泉秀樹の歴史を歩く

泉秀樹の歴史を歩く

石田三成と忍城【2019年2月】

石田三成が陣を構えた丸墓山古墳(埼玉県行田市)

石田三成が陣を構えた丸墓山古墳(埼玉県行田市)

石田三成は攻めるに難しい忍城を23,000の将兵とともに水攻めにした。約3,700の名もない人々はこの城をどう守ったのか?どちらが勝利しどちらが敗北したのか?勝敗を決したのは何だったのか?
遠い昔と今を結ぶ線を辿る。作家・泉秀樹が歴史の現場を取材し独自の視線で人と事件をプロファイルする!

登場人物プロフィール

石田三成

石田三成
1560~1600(永禄31年~慶長5年)

■初名・三也、通称・佐吉
■近江の人、父は正継(まさつぐ)
■豊臣氏五奉行の一人
■太閤検地を推進
秀吉が長浜城主であった天正2年(1574)のある日、秀吉は放鷹に出た帰りに三成と出会った。休息のため立ち寄った観音寺(滋賀県栗太郡常盤)で茶を所望したところ、1人の少年が大きな茶椀にぬるく点てた茶を運んできた。ごくごくとおいしそう飲み干した秀吉が「もう一杯」というと、その少年は前より少し熱くした茶を茶椀に半分ほど点てて差し出した。これも飲み干した秀吉が3杯目を少年に望むと、こんどは小さな茶碗に熱く点てた茶を運んできた。この佐吉という少年の才智、機転のよさに感心した秀吉は住職にかけあって小姓に取り立てたという。観音寺で修行をしていた石田三成、15歳の時であった。以来、有能な人材として三成を高く評価してくれた秀吉に対し、三成もこの期待に大いに応え、深い信頼関係を築いていった。

---

:: 目標 1 ::
石田三成と忍城の文章をもとに、次の問いに答えよ。
(a) 三成は何人の将兵とともに忍城を水攻めにしたか。
(b) 三成の父の名は何か。
(c) 秀吉が休息のために立ち寄り、茶を所望した寺はどこか。
:: 目標 2 ::
次の各文が石田三成と忍城の文章の内容と合っているかを判定せよ。判定の根拠となる本文の言葉をそのまま引用すること。
(a) 三成は豊臣氏五奉行の一人であった。
(b) 少年が最初に運んできたのは、小さな茶碗に熱く点てた茶だった。
(c) 秀吉に出会ったとき、三成は15歳だった。
:: 目標 3 ::
石田三成と忍城の文章を、最後の文の次から書き進めてください。

:: 抽出レコード ::
---

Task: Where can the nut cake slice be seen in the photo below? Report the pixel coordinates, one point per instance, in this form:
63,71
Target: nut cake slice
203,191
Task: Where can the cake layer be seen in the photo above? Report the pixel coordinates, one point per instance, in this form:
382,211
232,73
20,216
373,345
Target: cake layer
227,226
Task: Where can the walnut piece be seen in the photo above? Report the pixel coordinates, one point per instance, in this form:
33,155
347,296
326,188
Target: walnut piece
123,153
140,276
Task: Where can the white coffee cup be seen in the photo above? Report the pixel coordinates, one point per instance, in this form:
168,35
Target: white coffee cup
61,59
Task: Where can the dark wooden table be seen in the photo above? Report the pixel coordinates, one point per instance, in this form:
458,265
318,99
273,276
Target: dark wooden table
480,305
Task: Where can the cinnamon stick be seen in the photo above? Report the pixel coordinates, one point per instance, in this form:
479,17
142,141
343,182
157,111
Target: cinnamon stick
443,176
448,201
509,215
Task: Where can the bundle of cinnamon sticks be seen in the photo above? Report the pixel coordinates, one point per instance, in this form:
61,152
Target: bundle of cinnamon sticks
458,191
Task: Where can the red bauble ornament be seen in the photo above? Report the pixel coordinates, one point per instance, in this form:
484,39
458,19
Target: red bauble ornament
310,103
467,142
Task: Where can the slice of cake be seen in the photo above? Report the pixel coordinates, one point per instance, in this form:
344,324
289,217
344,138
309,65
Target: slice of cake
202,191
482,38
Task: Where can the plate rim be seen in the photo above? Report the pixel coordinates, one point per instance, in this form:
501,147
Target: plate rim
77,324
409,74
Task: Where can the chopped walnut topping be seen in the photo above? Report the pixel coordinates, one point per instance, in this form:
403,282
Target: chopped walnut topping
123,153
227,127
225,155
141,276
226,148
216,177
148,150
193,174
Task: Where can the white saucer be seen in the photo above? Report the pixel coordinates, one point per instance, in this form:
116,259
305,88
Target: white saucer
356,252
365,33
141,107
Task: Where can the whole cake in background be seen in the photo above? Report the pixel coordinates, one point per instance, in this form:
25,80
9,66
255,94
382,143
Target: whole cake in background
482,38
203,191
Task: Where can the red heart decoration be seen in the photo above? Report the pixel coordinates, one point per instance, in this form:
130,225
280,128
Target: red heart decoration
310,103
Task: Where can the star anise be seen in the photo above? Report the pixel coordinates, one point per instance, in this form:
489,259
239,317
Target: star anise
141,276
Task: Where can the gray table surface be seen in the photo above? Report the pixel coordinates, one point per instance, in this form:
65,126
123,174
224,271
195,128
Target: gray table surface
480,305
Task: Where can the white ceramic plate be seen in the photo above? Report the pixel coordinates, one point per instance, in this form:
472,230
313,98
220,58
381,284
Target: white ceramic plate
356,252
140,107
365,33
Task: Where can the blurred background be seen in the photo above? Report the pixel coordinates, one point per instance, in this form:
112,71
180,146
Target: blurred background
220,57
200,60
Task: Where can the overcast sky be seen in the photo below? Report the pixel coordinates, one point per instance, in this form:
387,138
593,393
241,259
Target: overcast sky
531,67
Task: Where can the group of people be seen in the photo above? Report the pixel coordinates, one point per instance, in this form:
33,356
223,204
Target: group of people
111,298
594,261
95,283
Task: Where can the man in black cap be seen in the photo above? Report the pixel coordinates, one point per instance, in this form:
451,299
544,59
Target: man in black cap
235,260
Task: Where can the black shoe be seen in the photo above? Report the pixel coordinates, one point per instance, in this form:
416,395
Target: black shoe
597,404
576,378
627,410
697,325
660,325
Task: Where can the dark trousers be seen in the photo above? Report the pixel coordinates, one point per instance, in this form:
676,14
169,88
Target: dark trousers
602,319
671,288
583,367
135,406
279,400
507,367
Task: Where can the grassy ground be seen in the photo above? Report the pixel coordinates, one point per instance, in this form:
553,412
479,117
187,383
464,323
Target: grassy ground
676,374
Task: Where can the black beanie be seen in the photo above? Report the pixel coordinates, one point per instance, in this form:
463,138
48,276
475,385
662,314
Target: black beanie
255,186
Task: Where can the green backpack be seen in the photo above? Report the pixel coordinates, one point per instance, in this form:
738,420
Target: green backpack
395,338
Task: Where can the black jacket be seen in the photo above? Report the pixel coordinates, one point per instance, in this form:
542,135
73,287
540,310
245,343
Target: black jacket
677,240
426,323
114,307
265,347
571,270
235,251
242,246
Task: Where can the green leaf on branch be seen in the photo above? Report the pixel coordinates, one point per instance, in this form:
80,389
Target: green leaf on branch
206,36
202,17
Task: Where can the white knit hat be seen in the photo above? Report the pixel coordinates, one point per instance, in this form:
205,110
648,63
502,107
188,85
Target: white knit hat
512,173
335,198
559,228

---

:: 演習結果 1 ::
(a) 23,000
(b) 正継(まさつぐ)
(c) 観音寺(滋賀県栗太郡常盤)

:: 演習結果 2 ::
(a) はい。「豊臣氏五奉行の一人」
(b) いいえ。「1人の少年が大きな茶椀にぬるく点てた茶を運んできた」
(c) はい。「観音寺で修行をしていた石田三成、15歳の時であった」

:: 演習結果 3 ::
第1章 忍城への進撃開始

北条氏の支城・八王子城

北条氏の支城・八王子城

小田原・北条氏を征圧するため、豊臣秀吉は天正18年(1590)3月1日、35,000の軍団をひきいて京都を出発した。秀吉は、3月27日、諸将の集合場所である沼津に到着し、29日には進撃を開始した。関東最大の勢力を誇る北条氏の支城は、主なものでも北条氏照の八王子城、北条氏房の岩槻城、北条氏邦の鉢形城をはじめ松山城、川越城、江戸城、津久井城、玉縄城などがあった。こうした関東に散在する北条側の支城を、秀吉は余裕をもって諸将に命じて、すでに調略したり、攻撃したり、攻略していた。石田三成以下、長束正家、大谷吉継は館林城を落とし、6月4日には館林を発って、次の標的である忍城に向かった。武蔵国は平原、広野にして山を見ず。朝日、夕日ともに草の際に出没し、処々に沼あり、という・・。

第2章 泥沼との戦い

忍城(埼玉県行田市)

忍城(埼玉県行田市)

石田三成が忍城の大宮口に布陣したとき、忍城内には、男女あわせて約3,740人が立てこもっていた。『忍城戦記』には「侍69人、足軽420人、百姓、町人、寺法師雑兵(中略)都合2,640人也。15歳以下の童部ら、1,013人」とある。また「総て地下農民、商人、社家、山伏、或は15歳以上の小冠者たち」が籠城したという記録もある。これに対する三成たちの、逃げ場をひらいたC字型の包囲の布陣は完璧でした。士気も旺盛だった。翌6月5日(新暦7月6日)朝、攻撃が開始された。いっせいに鬨の声をあげて、矢・鉄砲を撃ち込んだ。しかし戦場は、足場のわるい沼地で上方勢は城内からの反撃で、手負いのものや戦死者が続出した。城をとり囲む沼に行く手を阻まれて、遠巻きにしているよりなかったのである。

第3章 水攻め

今も残る忍城水攻めの際につくられた石田堤(埼玉県行田市)

今も残る忍城水攻めの際につくられた石田堤(埼玉県行田市)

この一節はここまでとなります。